## Work to be completed
All lines from the one with "Each instance of the wooden" through the close of the records below are to be set down exactly, and no others.

-.-.-

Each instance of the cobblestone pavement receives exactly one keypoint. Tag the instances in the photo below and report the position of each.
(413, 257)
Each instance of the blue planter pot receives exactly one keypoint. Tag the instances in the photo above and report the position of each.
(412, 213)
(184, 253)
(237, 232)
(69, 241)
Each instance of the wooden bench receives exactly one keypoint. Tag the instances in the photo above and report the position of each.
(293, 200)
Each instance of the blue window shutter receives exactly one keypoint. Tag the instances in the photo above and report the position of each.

-.-.-

## Your solution
Each instance of the wooden bench receives exactly one keypoint. Tag the instances in the photo above and report the position of each.
(293, 200)
Each instance of the blue window shutter receives exactly one keypoint. Tag the instances in the photo above and report the position of each.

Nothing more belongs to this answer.